Reproduce, word for word, the part of the thread on common sub-expressions in GEPs starting with "not yet, but" and going on through "for open-source benchmarks?".

──────── Page extract

[LLVMdev] [NVPTX] Eliminate common sub-expressions in a group of similar GEPs

Sat Apr 19 09:17:18 PDT 2014

not yet, but I am more than happy to try. any good benchmarks in your mind?
On Apr 19, 2014 7:34 AM, "Justin Holewinski" <justin.holewinski at gmail.com>
wrote:

> This looks great!  I'm a bit surprised the existing IR optimizers do not
> handle this.  I agree with Hal that this should be made target-independent.
>  I don't see anything here that would be specific to NVPTX.  Do you have
> any performance data for open-source benchmarks?
>
>
> On Sat, Apr 19, 2014 at 9:38 AM, Hal Finkel <hfinkel at anl.gov> wrote:
>
>> Jingyue,
>>
>> I can't speak for the NVPTX backend, but I think this looks useful as an
>> (optional) target-independent pass. A few thoughts:
>>
>>  - Running GVN tends to be pretty expensive; have you tried EarlyCSE
>> instead? (When I was working on the BB vectorizer I was first using GVN for
>> cleanup afterward, someone suggested trying EarlyCSE instead, the
>> performance slowdown was a bit less than 1% on average, but the runtime
>> impact was much less).
>>
>>  - Are you doing this on the IR level, instead of in DAGCombine, because
>> you want the cross-block combining from GVN? Or some other reason (or both)?
>>
>>  - To make this target independent, I think you just need to insert some
>> calls to TLI.isLegalAddressingMode (or equivalently,
>> TTI.isLegalAddressingMode) just to make sure that the offsets you're
>> creating are legal on the target. This will essentially be a noop for
>> NVPTX, but will matter for other targets.

────────────────
──────── Stored data

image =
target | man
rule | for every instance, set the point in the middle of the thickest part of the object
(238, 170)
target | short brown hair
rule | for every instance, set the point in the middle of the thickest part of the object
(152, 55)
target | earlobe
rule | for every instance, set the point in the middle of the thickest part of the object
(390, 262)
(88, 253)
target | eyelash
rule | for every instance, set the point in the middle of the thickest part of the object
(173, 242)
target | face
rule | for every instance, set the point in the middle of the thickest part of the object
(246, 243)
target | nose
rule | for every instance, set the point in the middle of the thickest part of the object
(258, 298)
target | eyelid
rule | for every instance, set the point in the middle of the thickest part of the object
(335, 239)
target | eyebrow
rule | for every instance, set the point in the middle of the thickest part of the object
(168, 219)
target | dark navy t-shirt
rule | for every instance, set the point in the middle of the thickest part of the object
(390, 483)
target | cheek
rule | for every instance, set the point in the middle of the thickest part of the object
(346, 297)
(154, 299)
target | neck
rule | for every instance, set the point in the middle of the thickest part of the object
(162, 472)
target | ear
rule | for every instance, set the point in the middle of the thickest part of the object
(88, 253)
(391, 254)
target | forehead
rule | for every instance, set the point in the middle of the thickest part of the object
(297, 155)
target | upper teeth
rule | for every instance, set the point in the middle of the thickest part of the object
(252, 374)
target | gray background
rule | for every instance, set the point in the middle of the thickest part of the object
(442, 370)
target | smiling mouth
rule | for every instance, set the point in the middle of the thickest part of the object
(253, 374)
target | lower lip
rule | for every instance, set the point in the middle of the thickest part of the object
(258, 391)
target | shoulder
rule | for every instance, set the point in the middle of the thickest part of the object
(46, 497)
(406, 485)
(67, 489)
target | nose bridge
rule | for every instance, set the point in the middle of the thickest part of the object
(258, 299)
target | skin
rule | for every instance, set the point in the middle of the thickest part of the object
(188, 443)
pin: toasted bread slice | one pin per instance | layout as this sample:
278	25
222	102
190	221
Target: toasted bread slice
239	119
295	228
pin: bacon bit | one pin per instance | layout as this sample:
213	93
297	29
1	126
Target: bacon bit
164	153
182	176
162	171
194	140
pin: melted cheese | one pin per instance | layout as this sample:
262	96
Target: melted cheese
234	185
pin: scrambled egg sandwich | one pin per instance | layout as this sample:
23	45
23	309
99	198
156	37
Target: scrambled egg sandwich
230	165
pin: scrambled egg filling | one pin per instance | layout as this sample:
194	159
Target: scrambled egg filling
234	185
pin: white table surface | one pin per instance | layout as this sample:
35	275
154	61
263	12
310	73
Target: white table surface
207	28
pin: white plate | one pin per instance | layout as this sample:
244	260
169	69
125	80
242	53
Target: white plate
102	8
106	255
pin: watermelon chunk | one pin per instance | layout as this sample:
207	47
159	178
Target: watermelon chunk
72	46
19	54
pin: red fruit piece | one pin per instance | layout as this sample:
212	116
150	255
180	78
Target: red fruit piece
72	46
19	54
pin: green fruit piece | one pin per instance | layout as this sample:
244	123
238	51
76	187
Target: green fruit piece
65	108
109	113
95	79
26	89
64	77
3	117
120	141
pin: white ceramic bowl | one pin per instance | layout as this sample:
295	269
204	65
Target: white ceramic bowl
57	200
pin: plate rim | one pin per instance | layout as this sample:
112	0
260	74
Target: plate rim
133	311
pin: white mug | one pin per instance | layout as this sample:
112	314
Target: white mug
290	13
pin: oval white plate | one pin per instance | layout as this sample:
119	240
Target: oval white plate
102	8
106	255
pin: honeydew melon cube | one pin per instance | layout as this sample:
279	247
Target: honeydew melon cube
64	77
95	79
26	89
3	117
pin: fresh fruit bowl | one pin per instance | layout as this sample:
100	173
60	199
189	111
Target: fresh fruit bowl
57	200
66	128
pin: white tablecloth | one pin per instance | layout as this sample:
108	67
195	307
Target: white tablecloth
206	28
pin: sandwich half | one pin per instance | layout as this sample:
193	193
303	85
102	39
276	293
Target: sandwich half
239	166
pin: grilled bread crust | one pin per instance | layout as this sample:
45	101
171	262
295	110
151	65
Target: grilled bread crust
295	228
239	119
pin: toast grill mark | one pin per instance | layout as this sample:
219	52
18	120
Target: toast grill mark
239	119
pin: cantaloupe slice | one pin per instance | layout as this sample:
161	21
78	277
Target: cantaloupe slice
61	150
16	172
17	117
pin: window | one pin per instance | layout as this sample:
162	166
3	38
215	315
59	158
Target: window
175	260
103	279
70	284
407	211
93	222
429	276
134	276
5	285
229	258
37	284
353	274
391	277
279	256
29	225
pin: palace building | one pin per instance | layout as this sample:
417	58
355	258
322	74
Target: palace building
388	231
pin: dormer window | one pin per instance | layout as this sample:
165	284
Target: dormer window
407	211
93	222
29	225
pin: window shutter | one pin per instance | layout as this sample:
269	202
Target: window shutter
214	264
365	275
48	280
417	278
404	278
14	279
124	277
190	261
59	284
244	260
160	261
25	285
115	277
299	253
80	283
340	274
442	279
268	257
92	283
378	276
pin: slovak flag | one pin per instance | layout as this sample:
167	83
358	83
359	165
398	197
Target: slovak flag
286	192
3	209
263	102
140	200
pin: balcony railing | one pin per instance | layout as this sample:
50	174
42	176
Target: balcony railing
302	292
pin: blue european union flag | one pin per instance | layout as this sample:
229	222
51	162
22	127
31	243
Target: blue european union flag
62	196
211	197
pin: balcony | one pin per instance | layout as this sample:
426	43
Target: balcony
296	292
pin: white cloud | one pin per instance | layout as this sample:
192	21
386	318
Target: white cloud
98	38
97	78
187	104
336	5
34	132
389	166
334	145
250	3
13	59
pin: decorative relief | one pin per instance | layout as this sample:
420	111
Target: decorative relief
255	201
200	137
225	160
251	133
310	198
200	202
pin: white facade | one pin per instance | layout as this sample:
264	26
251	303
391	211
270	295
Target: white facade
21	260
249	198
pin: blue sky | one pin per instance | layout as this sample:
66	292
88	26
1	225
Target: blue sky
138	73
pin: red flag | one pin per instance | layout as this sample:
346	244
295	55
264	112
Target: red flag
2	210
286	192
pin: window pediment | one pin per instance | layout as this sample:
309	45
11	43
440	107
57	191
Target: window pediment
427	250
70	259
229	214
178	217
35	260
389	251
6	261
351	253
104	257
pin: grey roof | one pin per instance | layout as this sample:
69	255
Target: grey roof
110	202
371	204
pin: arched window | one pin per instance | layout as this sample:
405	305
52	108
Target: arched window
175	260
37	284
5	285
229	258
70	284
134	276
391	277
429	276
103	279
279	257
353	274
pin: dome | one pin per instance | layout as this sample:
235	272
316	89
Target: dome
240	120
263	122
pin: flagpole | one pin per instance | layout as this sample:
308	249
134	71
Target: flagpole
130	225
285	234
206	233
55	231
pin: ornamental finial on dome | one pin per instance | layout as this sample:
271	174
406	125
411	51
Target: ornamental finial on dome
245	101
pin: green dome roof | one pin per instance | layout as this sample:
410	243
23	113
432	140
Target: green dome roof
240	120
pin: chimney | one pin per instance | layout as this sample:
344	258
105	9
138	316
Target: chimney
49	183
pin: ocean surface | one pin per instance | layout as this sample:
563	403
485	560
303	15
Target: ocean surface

────────────────

→ **The reply**:
not yet, but I am more than happy to try. any good benchmarks in your mind?
On Apr 19, 2014 7:34 AM, "Justin Holewinski" <justin.holewinski at gmail.com>
wrote:

> This looks great!  I'm a bit surprised the existing IR optimizers do not
> handle this.  I agree with Hal that this should be made target-independent.
>  I don't see anything here that would be specific to NVPTX.  Do you have
> any performance data for open-source benchmarks?